**Extracted text**.
::::::::::

On January 22, 2019 vice-president of the US Mike Pence made a video directly addressing the people of Venezuela. In it he declared that “Nicolas Maduro is a dictator, with no legitimate claim to power.” He did so, he said, “on behalf of Donald Trump and all the American people”. He pledged his “unwavering support” for those planning to take to the streets the following day to try to oust President Nicolas Maduro from power. He said he supported the call by Juan Guaidó , Opposition leader and head of the Venezuelan National Assembly, “to declare Maduro a usurper”.
After protests on the streets the following day Juan Guaidó declared himself “interim president”. This followed a phone call to him the night before, according to the Wall Street Journal (WSJ) on January 25, 2019, from Mike Pence offering US support. The WSJ also reported: “Mike Pence pledged that he would back Mr Guaidó if he seized the reins of power from Mr Maduro by invoking a clause in the South American country’s constitution.”
Meanwhile, at a meeting on January 24, 2019 in Washington, US Secretary of State Mike Pompeo, according to the New York Times, “urged all of the 35 members of the Organization of American States (OAS) to recognise Juan Guaidó, the head of the National Assembly, as Venezuela’s new president”. And US President Donald Trump has declared: “All options are on the table.”
The US response to the political and social crisis in Venezuela merits a response:
1. There is no part of international law or in the charter of the UN for a nation state to unilaterally choose a leader for another sovereign state. This flagrant violation of international law and the UN Charter is contrary to the ongoing paralytic hysteria in the United States over Russia’s alleged “meddling” in the US elections process — a concern that has been shared by the British, French and German governments.

::::::::::

**Data for processing**.
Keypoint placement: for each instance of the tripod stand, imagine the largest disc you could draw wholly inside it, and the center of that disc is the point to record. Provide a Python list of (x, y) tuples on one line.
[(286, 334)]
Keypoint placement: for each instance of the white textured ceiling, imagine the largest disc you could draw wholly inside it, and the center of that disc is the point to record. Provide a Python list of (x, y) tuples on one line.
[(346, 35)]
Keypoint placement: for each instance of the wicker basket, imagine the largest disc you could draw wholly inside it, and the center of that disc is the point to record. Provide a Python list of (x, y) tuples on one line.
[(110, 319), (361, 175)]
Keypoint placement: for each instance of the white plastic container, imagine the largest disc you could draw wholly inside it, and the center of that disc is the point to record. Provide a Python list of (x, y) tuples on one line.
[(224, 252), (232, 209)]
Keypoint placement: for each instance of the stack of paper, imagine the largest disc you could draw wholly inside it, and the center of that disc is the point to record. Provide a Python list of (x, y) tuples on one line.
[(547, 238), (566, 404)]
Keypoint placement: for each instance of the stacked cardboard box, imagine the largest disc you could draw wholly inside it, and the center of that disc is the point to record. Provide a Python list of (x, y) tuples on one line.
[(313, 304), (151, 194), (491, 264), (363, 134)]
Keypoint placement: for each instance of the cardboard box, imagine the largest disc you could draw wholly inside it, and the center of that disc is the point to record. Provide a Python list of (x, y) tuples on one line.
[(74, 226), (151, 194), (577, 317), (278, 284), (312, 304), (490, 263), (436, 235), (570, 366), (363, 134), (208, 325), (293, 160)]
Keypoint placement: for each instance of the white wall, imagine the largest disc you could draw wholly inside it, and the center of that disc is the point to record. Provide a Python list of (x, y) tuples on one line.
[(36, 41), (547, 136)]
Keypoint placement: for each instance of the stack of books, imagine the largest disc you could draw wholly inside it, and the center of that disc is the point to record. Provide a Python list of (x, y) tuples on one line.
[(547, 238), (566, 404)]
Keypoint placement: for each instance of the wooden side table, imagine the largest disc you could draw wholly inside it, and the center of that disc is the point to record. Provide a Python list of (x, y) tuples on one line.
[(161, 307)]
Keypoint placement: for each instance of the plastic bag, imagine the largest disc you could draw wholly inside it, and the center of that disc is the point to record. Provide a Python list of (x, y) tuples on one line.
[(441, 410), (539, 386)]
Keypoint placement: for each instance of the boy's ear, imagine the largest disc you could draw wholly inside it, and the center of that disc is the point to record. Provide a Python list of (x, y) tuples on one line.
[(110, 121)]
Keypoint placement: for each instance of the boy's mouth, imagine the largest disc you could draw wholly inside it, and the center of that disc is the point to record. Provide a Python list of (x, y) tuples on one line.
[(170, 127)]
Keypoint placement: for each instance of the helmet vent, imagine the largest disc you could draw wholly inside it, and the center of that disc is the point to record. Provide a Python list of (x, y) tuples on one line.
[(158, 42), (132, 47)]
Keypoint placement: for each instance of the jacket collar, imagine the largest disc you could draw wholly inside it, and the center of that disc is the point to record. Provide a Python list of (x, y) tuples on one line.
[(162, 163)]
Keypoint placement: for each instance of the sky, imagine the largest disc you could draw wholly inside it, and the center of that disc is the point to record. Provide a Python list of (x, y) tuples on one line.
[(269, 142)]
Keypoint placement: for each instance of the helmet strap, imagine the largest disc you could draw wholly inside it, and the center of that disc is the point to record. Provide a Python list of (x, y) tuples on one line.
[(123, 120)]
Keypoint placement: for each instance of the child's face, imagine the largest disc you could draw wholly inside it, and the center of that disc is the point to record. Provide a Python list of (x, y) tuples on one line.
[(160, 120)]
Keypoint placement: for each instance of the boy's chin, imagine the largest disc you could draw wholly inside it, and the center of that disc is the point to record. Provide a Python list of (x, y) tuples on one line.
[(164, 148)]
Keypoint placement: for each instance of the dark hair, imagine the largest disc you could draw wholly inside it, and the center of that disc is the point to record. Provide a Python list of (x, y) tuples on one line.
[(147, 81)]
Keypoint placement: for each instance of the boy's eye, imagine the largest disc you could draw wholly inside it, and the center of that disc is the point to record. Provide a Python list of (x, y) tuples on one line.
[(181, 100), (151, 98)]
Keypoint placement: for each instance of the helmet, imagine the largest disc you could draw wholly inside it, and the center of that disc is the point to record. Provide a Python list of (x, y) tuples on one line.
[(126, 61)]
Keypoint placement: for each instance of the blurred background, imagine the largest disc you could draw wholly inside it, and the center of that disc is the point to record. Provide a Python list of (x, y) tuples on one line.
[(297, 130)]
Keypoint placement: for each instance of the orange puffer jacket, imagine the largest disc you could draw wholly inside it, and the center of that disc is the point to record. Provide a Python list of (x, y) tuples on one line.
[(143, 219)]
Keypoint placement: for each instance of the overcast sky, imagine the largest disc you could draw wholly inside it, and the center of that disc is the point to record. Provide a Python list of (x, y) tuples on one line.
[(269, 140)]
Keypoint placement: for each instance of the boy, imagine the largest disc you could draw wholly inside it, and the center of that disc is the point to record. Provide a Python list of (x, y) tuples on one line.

::::::::::

**Stated task 1**.
Using the Venezuela article, answer each question:
(a) On what date did Mike Pence make a video addressed to the people of Venezuela?
(b) Which newspaper reported that Pence phoned Juan Guaidó the night before Guaidó declared himself interim president?
(c) How many members of the Organization of American States did Mike Pompeo urge to recognize Guaidó?
**Stated task 2**. Retype the stretch of rows from the start of the rows through the line containing "[(286, 334)]", both ends included.

**Written solution 1**.
(a) January 22, 2019
(b) The Wall Street Journal
(c) All 35 members

**Written solution 2**.
Keypoint placement: for each instance of the tripod stand, imagine the largest disc you could draw wholly inside it, and the center of that disc is the point to record. Provide a Python list of (x, y) tuples on one line.
[(286, 334)]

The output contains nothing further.